**** DATA SUPPLIED
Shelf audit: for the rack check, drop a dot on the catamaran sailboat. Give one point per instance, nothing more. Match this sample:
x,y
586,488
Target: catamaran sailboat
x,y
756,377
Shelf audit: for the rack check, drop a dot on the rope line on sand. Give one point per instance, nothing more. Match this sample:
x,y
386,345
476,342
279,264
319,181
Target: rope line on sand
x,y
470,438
********
**TRY IT:** The lines from the one holding "Target: catamaran sailboat" to the last line of the entries, both included: retype them exactly and give nothing else.

**ANSWER FOR THIS EXERCISE:**
Target: catamaran sailboat
x,y
756,377
Shelf audit: for the rack check, drop a dot on the rope line on sand. Give one point per instance, nothing more. Match this sample:
x,y
386,345
476,342
279,264
319,181
Target: rope line on sand
x,y
470,438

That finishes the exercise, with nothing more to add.